◆ **Assignment**: Here the job is to print only the lines from the one containing "Practice step: put one dot on the wall" to the end of the entries, both included, exactly as they stand, with pictures excluded.
(Beginning of Available data)
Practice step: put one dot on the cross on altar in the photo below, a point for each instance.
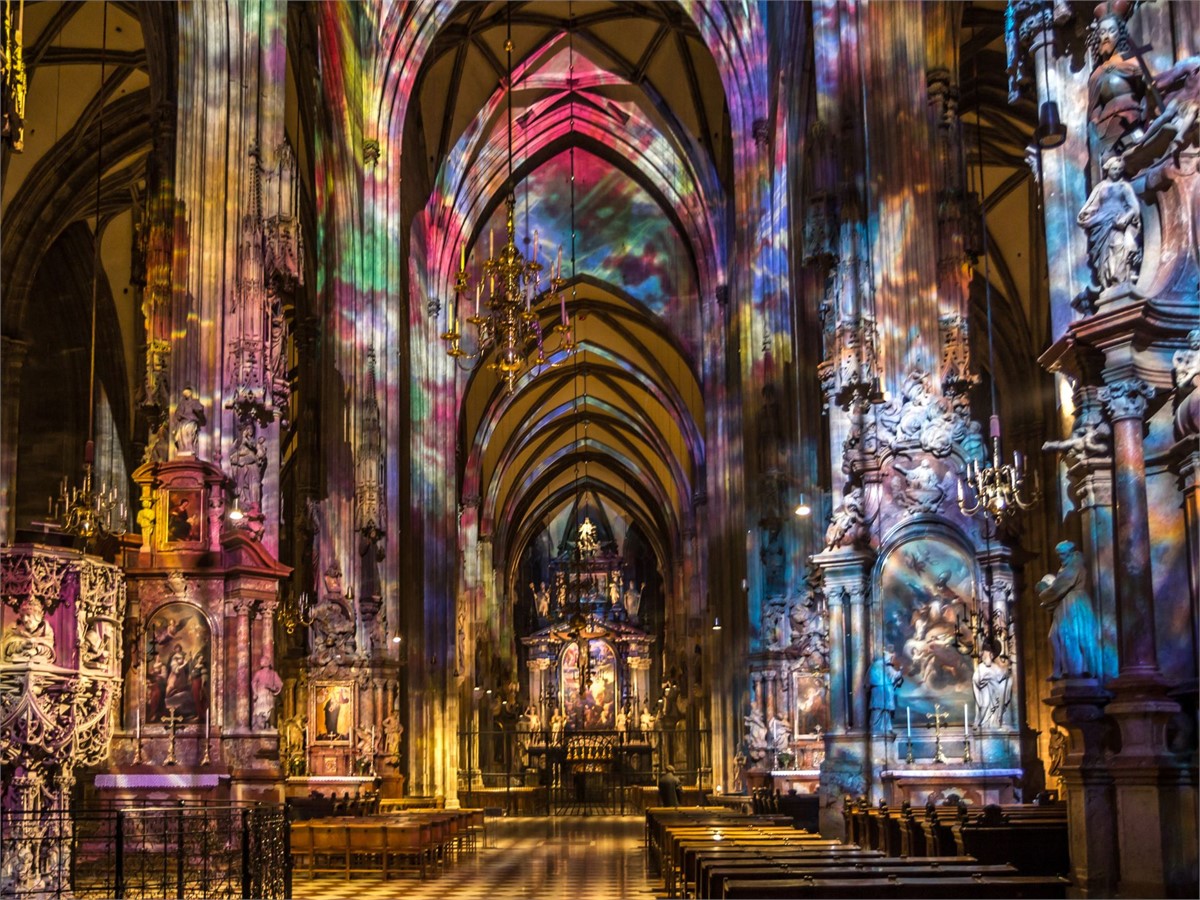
(172, 721)
(937, 718)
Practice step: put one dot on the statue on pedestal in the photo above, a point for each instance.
(882, 681)
(1113, 219)
(994, 690)
(1074, 631)
(265, 687)
(186, 423)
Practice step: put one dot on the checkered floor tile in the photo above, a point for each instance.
(568, 857)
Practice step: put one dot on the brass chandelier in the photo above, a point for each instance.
(1000, 489)
(509, 319)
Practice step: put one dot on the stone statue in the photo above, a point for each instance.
(265, 687)
(1186, 367)
(1057, 751)
(1074, 631)
(145, 522)
(1089, 441)
(293, 743)
(1113, 219)
(923, 490)
(779, 733)
(756, 733)
(1115, 89)
(633, 598)
(541, 599)
(393, 731)
(882, 681)
(994, 690)
(186, 423)
(847, 525)
(30, 639)
(333, 631)
(249, 462)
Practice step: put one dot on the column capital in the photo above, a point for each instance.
(1126, 399)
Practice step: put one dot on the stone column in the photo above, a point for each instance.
(241, 607)
(859, 658)
(1078, 707)
(13, 355)
(1147, 779)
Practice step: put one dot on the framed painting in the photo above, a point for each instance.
(589, 706)
(185, 515)
(178, 664)
(333, 712)
(929, 594)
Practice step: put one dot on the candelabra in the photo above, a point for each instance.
(295, 612)
(937, 717)
(89, 514)
(999, 489)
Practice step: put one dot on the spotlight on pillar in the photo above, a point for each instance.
(235, 514)
(1051, 132)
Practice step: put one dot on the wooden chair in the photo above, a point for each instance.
(301, 846)
(407, 846)
(367, 847)
(330, 852)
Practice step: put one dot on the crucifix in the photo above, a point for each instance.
(937, 718)
(172, 721)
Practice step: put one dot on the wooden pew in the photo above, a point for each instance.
(714, 873)
(1002, 887)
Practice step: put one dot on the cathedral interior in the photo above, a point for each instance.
(497, 403)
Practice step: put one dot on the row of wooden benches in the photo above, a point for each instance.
(420, 841)
(1033, 838)
(711, 853)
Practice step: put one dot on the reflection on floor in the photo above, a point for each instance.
(569, 857)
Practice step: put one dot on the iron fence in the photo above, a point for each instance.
(179, 850)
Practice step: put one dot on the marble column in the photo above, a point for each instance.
(1146, 777)
(1078, 708)
(241, 607)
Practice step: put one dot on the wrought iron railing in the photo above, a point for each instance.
(179, 850)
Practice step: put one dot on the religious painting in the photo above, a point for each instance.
(185, 515)
(589, 690)
(928, 586)
(178, 664)
(334, 711)
(810, 703)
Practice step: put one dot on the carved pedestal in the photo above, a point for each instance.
(1078, 706)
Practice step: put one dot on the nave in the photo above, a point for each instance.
(544, 857)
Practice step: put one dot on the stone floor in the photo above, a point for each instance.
(569, 857)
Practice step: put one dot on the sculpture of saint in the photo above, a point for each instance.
(1113, 219)
(30, 639)
(994, 690)
(1074, 631)
(186, 423)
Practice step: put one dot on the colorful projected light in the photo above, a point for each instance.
(999, 487)
(511, 319)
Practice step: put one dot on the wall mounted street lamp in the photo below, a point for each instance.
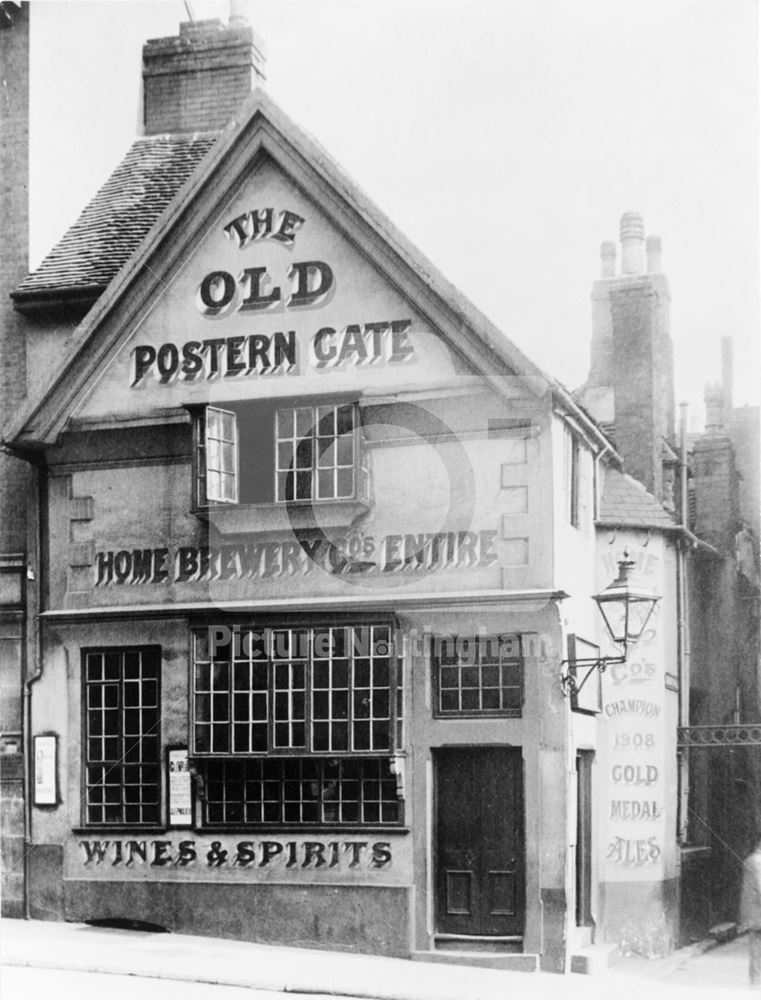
(626, 610)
(End of Available data)
◆ **Response to the task**:
Practice step: put one dot on the wall mounted street lamp in the photo below, a point for each instance.
(626, 610)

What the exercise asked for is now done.